Stored records
----------------------------------------

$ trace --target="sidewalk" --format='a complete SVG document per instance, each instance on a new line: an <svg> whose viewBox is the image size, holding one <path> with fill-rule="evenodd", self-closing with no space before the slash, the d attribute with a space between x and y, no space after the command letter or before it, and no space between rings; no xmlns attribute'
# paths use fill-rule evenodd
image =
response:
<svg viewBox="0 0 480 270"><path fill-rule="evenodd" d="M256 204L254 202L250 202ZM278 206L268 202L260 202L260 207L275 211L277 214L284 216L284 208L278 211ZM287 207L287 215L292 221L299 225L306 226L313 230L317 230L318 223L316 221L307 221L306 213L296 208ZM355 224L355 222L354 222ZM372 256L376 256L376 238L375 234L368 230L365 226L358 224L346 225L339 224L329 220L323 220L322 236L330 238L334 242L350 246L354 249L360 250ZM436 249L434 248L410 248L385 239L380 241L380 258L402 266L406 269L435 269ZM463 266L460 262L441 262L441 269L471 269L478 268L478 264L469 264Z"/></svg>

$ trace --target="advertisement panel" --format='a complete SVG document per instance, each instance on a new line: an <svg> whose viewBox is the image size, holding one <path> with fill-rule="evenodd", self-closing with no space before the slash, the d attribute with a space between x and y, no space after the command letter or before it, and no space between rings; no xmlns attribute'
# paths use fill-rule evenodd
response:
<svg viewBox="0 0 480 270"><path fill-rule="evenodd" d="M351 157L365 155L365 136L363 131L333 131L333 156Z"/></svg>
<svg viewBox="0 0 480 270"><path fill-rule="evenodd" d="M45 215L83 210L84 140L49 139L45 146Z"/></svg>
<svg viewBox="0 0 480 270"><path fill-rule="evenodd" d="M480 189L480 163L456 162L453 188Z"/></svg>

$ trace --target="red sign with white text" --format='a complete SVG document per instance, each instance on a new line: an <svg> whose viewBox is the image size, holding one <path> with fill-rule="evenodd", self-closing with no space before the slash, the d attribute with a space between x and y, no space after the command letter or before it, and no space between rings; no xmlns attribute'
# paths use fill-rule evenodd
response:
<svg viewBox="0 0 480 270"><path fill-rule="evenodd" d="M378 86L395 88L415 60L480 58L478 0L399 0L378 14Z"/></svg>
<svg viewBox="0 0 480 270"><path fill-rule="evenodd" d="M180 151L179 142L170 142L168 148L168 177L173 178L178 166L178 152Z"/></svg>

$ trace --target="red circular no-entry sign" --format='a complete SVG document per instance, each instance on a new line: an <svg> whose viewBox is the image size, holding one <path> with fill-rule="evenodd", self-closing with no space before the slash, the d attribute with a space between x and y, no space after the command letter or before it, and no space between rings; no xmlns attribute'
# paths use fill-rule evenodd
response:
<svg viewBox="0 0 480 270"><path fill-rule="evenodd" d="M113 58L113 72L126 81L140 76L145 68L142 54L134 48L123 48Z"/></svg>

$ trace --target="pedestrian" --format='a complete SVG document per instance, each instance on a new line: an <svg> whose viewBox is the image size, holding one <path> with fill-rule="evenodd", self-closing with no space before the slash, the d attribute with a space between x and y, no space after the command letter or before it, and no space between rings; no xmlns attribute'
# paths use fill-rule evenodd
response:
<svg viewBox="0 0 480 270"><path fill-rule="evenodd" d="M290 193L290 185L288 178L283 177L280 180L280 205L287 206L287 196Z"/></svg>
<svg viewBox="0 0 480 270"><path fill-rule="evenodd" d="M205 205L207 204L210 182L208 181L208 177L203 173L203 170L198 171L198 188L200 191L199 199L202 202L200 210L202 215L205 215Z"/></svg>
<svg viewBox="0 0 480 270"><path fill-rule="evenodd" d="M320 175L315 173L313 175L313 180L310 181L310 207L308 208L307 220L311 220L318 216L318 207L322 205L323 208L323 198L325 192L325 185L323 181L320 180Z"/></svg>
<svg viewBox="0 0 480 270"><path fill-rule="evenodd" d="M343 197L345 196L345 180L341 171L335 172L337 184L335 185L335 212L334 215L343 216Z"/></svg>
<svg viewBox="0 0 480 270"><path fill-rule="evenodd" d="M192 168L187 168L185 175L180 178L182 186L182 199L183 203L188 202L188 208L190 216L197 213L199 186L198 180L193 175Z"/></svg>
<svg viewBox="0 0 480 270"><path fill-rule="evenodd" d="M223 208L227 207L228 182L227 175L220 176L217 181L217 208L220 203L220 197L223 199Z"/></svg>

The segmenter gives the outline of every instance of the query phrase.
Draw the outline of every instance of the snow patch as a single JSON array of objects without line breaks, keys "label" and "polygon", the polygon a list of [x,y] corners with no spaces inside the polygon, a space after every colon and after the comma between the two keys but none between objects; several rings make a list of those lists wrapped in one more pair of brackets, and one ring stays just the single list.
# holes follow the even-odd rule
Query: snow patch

----------------------------------------

Task statement:
From the line that contains "Draw the outline" down to the final line of the entries, print every line exactly as it is, and only those lines.

Output below:
Draw the outline of every instance of the snow patch as a single JSON array of objects without line breaks, keys "label" and "polygon", the polygon a list of [x,y] corners with no spaces inside the polygon, a space after every colon and after the comma between the two keys but none between objects; several rings make a list of those lists wrapped in one more pair of brackets, and one ring stays just the single list.
# holes follow the even-odd rule
Query: snow patch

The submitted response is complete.